TASK PROMPT -> Look for "Please identify the concrete building" in the listing below, then copy exactly the line it appears in and all lines after it to the end, and nothing more.

THE RECORDS ->
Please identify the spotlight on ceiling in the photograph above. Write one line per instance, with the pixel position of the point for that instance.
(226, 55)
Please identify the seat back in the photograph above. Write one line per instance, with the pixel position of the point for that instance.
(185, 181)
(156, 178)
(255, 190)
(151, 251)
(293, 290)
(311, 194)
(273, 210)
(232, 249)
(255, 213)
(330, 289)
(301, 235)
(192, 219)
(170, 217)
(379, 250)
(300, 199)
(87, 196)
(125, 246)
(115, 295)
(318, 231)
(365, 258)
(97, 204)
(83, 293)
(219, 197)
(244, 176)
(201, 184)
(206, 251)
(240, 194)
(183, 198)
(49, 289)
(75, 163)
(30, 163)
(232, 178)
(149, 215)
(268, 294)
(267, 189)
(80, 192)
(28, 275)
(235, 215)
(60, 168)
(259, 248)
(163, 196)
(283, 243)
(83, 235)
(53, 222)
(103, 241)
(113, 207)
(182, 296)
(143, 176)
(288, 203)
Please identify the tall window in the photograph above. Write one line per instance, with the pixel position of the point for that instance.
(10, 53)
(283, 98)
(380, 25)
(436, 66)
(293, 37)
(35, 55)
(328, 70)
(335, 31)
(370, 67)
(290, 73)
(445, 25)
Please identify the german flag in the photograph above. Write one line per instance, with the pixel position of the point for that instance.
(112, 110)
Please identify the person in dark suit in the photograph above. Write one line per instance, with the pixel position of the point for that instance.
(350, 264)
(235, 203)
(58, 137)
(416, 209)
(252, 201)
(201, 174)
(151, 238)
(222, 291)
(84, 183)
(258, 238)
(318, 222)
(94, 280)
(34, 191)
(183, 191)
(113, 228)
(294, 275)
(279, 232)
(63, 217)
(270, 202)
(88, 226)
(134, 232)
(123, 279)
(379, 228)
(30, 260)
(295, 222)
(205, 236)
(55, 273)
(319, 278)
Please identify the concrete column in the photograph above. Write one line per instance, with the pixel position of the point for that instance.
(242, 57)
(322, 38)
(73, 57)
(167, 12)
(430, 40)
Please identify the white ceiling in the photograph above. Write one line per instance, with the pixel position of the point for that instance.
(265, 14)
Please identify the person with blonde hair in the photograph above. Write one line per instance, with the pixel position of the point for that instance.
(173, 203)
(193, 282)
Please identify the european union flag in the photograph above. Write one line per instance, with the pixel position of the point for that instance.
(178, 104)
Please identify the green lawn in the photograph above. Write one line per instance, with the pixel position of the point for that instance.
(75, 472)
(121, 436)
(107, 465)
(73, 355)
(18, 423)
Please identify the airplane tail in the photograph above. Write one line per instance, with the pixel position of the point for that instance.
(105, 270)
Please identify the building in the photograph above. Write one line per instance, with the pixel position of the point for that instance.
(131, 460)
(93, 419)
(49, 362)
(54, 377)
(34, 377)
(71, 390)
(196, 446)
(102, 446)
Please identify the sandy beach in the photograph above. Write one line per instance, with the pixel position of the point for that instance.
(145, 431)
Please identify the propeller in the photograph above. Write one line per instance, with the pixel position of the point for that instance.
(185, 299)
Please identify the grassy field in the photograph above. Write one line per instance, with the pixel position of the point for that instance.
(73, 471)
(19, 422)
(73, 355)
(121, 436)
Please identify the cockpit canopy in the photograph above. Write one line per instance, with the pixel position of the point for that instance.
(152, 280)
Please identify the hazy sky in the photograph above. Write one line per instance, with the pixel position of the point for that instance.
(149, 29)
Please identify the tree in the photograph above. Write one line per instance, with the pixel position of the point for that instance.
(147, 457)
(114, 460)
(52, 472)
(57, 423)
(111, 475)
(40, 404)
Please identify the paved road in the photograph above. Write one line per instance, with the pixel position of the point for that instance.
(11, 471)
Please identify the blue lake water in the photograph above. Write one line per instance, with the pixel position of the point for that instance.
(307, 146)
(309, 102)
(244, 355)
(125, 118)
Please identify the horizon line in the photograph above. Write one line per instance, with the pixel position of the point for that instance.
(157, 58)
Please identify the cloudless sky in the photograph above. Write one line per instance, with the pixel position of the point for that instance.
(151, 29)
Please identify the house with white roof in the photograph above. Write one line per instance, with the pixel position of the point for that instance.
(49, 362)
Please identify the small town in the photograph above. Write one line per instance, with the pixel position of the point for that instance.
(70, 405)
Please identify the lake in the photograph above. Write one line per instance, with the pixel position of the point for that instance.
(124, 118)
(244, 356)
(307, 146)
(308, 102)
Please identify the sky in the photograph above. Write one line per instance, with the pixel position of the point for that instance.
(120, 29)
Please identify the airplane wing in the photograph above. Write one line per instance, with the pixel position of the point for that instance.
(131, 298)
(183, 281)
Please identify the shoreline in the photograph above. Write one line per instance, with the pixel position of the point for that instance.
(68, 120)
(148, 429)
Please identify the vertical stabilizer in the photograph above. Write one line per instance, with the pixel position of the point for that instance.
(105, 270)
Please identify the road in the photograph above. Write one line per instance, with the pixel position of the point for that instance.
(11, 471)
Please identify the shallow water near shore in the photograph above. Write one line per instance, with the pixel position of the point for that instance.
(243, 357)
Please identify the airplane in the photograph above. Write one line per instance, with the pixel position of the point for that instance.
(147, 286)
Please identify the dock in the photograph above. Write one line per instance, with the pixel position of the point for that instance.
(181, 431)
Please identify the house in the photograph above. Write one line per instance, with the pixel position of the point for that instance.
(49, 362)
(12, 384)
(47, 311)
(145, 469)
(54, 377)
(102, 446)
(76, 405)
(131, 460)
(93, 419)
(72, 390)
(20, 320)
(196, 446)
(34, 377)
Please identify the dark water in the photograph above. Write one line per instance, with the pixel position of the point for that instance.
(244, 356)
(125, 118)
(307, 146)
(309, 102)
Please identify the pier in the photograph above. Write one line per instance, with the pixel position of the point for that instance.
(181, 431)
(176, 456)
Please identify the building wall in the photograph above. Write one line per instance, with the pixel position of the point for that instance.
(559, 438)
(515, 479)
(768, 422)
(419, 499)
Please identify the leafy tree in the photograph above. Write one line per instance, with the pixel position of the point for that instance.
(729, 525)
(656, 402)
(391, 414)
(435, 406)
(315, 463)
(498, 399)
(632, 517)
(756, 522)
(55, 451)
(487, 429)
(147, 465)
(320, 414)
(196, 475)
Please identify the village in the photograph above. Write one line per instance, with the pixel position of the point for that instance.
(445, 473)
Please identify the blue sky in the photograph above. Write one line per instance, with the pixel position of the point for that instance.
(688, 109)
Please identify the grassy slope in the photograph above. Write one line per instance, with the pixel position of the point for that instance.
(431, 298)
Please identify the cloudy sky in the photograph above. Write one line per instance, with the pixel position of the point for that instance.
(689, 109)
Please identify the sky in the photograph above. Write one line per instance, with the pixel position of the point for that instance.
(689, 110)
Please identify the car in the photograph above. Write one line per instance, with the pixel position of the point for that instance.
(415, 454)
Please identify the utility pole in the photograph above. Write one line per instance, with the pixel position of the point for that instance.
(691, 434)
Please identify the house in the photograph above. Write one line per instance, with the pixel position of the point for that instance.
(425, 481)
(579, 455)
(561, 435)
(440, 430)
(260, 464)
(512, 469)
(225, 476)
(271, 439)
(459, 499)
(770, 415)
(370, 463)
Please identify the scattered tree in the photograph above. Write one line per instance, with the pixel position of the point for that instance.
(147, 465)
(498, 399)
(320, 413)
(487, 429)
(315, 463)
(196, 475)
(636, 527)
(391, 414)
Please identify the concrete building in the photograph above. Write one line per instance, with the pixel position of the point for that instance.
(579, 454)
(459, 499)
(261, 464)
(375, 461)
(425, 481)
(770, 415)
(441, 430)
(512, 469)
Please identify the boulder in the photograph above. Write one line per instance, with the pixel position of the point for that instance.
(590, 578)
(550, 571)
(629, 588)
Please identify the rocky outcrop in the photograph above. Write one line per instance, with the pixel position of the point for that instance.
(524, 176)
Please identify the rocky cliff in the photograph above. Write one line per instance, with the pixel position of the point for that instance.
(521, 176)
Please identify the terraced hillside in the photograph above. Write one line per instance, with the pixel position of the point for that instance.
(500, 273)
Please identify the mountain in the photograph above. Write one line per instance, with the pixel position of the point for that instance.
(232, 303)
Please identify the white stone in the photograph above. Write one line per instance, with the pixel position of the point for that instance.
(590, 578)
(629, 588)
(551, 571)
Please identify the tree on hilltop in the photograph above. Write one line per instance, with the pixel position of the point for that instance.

RESPONSE TO THIS EXERCISE ->
Please identify the concrete building in the photograph above. Write one line per instance, with the pixel position of the point for that instance.
(579, 454)
(459, 499)
(261, 464)
(375, 461)
(425, 481)
(770, 415)
(441, 430)
(512, 469)
Please identify the boulder in the photograph above. Write one line per instance, with the pixel position of the point for that instance.
(590, 578)
(550, 571)
(629, 588)
Please identify the rocky outcrop in the photograph above. Write one line per instance, with the pixel position of the point for that instance.
(524, 176)
Please identify the rocky cliff in the photograph above. Write one line per instance, with the pixel position of the point for that instance.
(521, 176)
Please identify the terraced hillside in the photograph above. Write one line per instance, with the pixel position of the point for that instance.
(500, 273)
Please identify the mountain in the photograph above. Write one line per instance, with the pixel position of the point for that instance.
(232, 303)
Please identify the white stone in the photograph above. Write one line per instance, with the pixel position of the point for that instance.
(590, 578)
(629, 588)
(551, 571)
Please identify the tree on hilltop in the photograph above. Write one line per instance, with the pixel position of the point for that instance.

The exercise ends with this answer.